Hi biostars!
I'd like to write a program to download some complete genome fasta files of a list of species from NCBI. However, when I use BioPython, I can not get the result I want.
from Bio import Entrez
Entrez.email = "thustar@mlp.edu"
search_term = 'Acidaminococcus sp. D21'
handle = Entrez.esearch(db='nucleotide', term=search_term)
record = Entrez.read(handle)
ids = record['IdList']
ids will return lots of numbers and some of ids are not fasta files. Is there a better method to fetch exactly a file contain all contigs in a certain genome or at least automatically remove those ids whose corresponding files are not sequence files?
Thanks
Unfortunately, after I change search_term to "Acidaminococcus sp. D21[orgn] AND complete genome", I got ids = ['224815814', '224815813', '224815811', '224815805', '224815803']. The lengths of the fasta file fetched are 118 645 690 1817 3389
There must be something wrong because the length of reference genome is several million bases. The codes of fetching procejure are these: for i in xrange(len(ids)): handle = Entrez.efetch(db="nucleotide", id=ids[i], rettype="fasta", retmode="text") record = handle.read() print len(record)

• • • •

Your task → In the forum thread, what did the poster change search_term to? Answer using only the forum thread.

[Stored items]
• • • •

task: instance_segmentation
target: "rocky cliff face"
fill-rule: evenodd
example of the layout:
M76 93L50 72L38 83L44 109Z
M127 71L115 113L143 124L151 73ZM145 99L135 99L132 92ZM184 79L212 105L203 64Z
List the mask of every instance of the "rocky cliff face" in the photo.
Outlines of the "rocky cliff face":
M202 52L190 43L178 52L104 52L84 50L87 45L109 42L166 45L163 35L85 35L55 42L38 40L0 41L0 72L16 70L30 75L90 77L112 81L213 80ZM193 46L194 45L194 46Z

• • • •

Task result → "Acidaminococcus sp. D21[orgn] AND complete genome"